[Given exercise]: Write out the entries below word for word, covering everything from the line that contains "If you could segment every instance of the thin" down to the line that contains "M 48 76 L 48", with both of those lines included. Leave the pictures out.

[Image boundary annotation data]:
[start]

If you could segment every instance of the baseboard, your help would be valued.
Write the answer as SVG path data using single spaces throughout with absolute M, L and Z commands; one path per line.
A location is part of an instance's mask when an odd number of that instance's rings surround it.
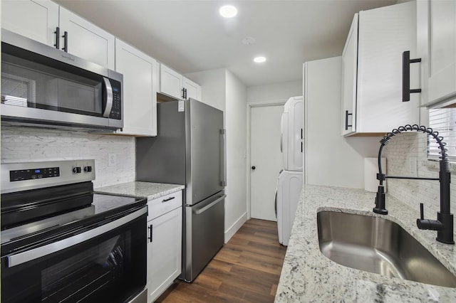
M 231 238 L 234 235 L 236 232 L 239 230 L 239 228 L 241 228 L 241 226 L 242 226 L 247 220 L 247 213 L 246 212 L 244 213 L 242 216 L 241 216 L 239 218 L 237 219 L 236 222 L 234 222 L 234 223 L 229 227 L 229 228 L 228 228 L 227 230 L 225 230 L 225 243 L 227 243 L 228 241 L 229 241 L 229 239 L 231 239 Z

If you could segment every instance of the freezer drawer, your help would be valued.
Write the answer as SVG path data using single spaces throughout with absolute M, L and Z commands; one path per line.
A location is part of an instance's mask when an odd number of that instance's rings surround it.
M 224 198 L 223 191 L 185 207 L 185 242 L 182 278 L 192 282 L 223 246 Z

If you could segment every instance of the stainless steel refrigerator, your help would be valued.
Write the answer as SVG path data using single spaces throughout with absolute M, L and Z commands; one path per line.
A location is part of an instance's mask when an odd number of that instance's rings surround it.
M 182 273 L 192 282 L 223 246 L 223 112 L 195 100 L 157 105 L 157 136 L 136 139 L 136 180 L 185 184 Z

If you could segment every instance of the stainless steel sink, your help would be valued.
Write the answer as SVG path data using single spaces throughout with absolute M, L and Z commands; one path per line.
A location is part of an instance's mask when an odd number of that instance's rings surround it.
M 317 213 L 320 250 L 348 267 L 456 287 L 456 277 L 397 223 L 336 211 Z

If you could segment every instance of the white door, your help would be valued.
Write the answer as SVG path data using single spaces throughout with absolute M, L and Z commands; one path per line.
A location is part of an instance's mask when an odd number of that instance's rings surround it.
M 250 111 L 250 216 L 275 221 L 274 195 L 282 169 L 280 121 L 283 105 Z

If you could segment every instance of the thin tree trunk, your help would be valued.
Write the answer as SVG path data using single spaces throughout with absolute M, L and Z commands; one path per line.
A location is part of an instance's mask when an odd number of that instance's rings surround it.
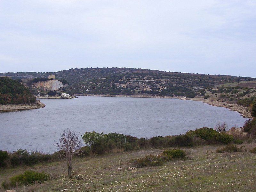
M 72 178 L 72 167 L 71 165 L 68 165 L 68 177 L 70 179 Z

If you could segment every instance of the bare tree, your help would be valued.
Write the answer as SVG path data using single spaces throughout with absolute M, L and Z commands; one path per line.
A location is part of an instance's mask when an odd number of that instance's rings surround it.
M 77 151 L 81 146 L 81 140 L 78 140 L 79 132 L 76 133 L 76 131 L 71 131 L 70 129 L 67 129 L 67 132 L 64 131 L 60 134 L 59 142 L 55 142 L 54 145 L 58 147 L 59 150 L 63 152 L 61 155 L 65 157 L 68 165 L 68 177 L 71 178 L 72 171 L 72 157 L 79 153 Z
M 216 131 L 220 133 L 224 133 L 226 132 L 226 129 L 227 126 L 227 124 L 225 122 L 220 124 L 220 123 L 219 122 L 219 123 L 215 126 L 214 128 Z

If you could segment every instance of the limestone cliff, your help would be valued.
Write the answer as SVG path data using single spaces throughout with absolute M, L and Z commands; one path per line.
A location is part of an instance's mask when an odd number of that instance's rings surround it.
M 49 80 L 47 81 L 38 81 L 33 83 L 33 84 L 36 88 L 46 91 L 57 91 L 63 87 L 61 82 L 55 79 Z

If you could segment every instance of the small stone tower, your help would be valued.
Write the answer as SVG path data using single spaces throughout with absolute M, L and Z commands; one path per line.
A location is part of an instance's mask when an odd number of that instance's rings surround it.
M 48 76 L 48 79 L 55 79 L 55 76 L 54 75 L 52 75 L 51 73 L 50 73 L 50 75 Z

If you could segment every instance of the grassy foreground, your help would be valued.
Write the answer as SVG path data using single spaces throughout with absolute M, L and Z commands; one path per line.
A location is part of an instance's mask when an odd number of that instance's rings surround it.
M 256 144 L 245 148 L 250 148 Z M 243 145 L 245 146 L 246 145 Z M 164 165 L 129 169 L 129 160 L 164 149 L 152 149 L 75 159 L 73 179 L 66 177 L 66 162 L 0 171 L 0 182 L 26 170 L 45 171 L 52 180 L 17 191 L 252 191 L 256 190 L 256 154 L 217 153 L 223 146 L 183 148 L 188 159 Z M 5 191 L 2 187 L 0 191 Z

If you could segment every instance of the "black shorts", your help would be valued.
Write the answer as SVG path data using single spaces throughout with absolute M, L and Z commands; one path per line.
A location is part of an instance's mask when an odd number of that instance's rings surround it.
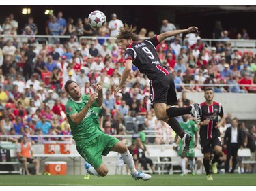
M 27 162 L 29 162 L 29 164 L 32 164 L 33 163 L 33 159 L 30 158 L 27 158 Z M 20 162 L 23 162 L 21 158 L 18 158 L 18 160 L 20 160 Z
M 175 84 L 171 75 L 165 75 L 151 80 L 150 86 L 152 107 L 155 103 L 164 103 L 167 105 L 177 104 Z
M 221 137 L 214 137 L 210 139 L 200 137 L 200 145 L 202 153 L 211 152 L 215 146 L 222 147 Z

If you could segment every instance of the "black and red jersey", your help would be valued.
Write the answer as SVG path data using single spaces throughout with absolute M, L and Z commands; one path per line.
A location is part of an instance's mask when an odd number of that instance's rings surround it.
M 206 137 L 207 139 L 212 137 L 219 137 L 220 131 L 216 128 L 216 126 L 219 121 L 219 117 L 224 115 L 223 107 L 221 103 L 214 101 L 212 105 L 207 105 L 205 102 L 200 104 L 201 106 L 201 121 L 203 122 L 209 119 L 208 125 L 201 125 L 200 127 L 200 137 Z
M 130 59 L 140 73 L 146 75 L 150 80 L 169 75 L 168 70 L 163 67 L 156 51 L 158 44 L 156 36 L 133 43 L 126 48 L 124 58 L 126 60 Z

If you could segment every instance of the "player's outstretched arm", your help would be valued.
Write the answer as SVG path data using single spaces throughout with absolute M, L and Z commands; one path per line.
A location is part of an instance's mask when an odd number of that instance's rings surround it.
M 99 84 L 96 84 L 94 85 L 95 87 L 95 92 L 98 93 L 98 98 L 96 99 L 96 101 L 98 103 L 97 107 L 100 107 L 103 103 L 103 91 L 102 91 L 102 86 Z
M 162 41 L 166 38 L 179 35 L 180 33 L 189 33 L 192 31 L 198 31 L 198 28 L 197 27 L 190 27 L 186 29 L 179 29 L 173 30 L 167 32 L 162 33 L 157 36 L 157 39 L 159 42 Z

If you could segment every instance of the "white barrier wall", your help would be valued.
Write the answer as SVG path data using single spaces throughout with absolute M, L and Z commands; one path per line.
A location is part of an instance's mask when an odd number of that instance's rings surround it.
M 204 93 L 186 93 L 186 97 L 198 103 L 205 101 Z M 256 120 L 256 94 L 215 93 L 214 101 L 222 105 L 225 114 L 231 114 L 240 120 Z

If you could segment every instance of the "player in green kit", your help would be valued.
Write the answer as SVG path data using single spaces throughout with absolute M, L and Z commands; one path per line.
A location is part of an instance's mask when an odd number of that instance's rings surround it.
M 90 175 L 106 176 L 108 168 L 103 163 L 102 155 L 110 151 L 121 154 L 124 162 L 131 171 L 134 179 L 149 180 L 151 176 L 135 169 L 132 156 L 127 147 L 117 138 L 104 133 L 100 127 L 98 116 L 93 107 L 100 107 L 103 102 L 102 87 L 95 86 L 95 93 L 81 94 L 81 88 L 75 81 L 68 80 L 65 90 L 70 97 L 65 107 L 76 150 L 87 162 L 85 168 Z
M 188 164 L 190 164 L 190 167 L 191 169 L 191 174 L 192 175 L 195 174 L 195 149 L 194 148 L 197 147 L 197 143 L 198 140 L 198 133 L 197 133 L 198 128 L 195 122 L 193 120 L 190 120 L 188 119 L 188 117 L 189 117 L 189 114 L 182 116 L 183 122 L 180 123 L 180 126 L 182 127 L 182 130 L 185 132 L 185 133 L 188 133 L 192 137 L 192 139 L 190 143 L 189 150 L 188 152 L 186 153 L 186 156 L 182 155 L 182 140 L 180 139 L 180 141 L 179 141 L 178 154 L 179 154 L 179 156 L 180 156 L 182 158 L 181 167 L 182 167 L 182 173 L 181 174 L 181 176 L 184 176 L 186 175 L 186 158 L 187 158 L 188 160 Z

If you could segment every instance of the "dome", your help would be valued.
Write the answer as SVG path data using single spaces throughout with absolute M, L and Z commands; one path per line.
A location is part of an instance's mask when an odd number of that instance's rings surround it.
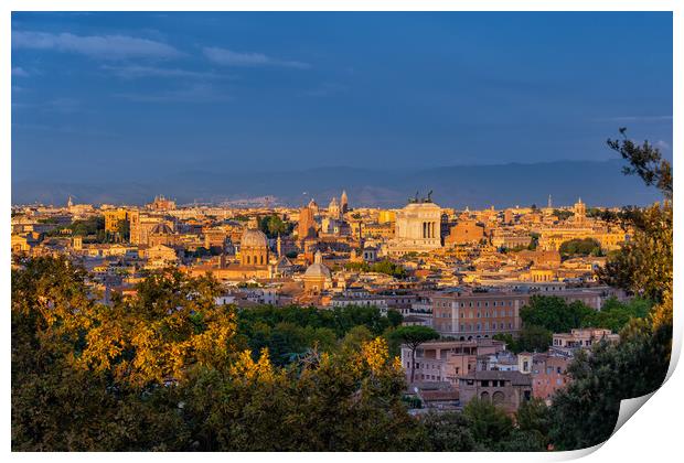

[end]

[Solution to this problem]:
If you could segment every instance of the thin tree trunk, your help would be valued.
Write the answer as SVG path data using single spaces throughout with absolute M, L and Z commands; one path per line.
A location is part of an instance's mask when an odd number of that instance's rings surround it.
M 72 178 L 72 167 L 71 165 L 68 165 L 68 177 L 70 179 Z

If you could segment every instance of the bare tree, your help would be valued.
Write the answer as SVG path data using single spaces throughout with absolute M, L and Z commands; one path per line.
A location is part of an instance's mask when an odd number of that instance's rings surround it.
M 77 151 L 81 146 L 81 140 L 78 140 L 79 132 L 76 133 L 76 131 L 71 131 L 70 129 L 67 129 L 67 132 L 64 131 L 60 134 L 59 142 L 55 142 L 54 145 L 58 147 L 59 150 L 63 152 L 61 155 L 65 157 L 68 165 L 68 177 L 71 178 L 72 171 L 72 157 L 79 153 Z
M 216 131 L 220 133 L 224 133 L 226 132 L 226 129 L 227 126 L 227 124 L 225 122 L 220 124 L 220 123 L 219 122 L 219 123 L 215 126 L 214 128 Z

If you could segment every instance of the limestone cliff, your help would be valued.
Write the answer as SVG path data using single spaces throughout with absolute M, L and Z commands; one path per line.
A location is part of an instance's mask when an odd number of that instance's rings surround it.
M 49 80 L 47 81 L 38 81 L 33 83 L 33 84 L 36 88 L 46 91 L 57 91 L 63 87 L 61 82 L 55 79 Z

If you could segment every instance of the small stone tower, your help would be valued.
Write the answer as SVG path data using single spaces throughout with absolute M, L and Z commands; one path per line.
A location is part of an instance's mask when an odd number of that instance's rings surround it.
M 48 76 L 48 79 L 55 79 L 55 76 L 54 75 L 52 75 L 51 73 L 50 73 L 50 75 Z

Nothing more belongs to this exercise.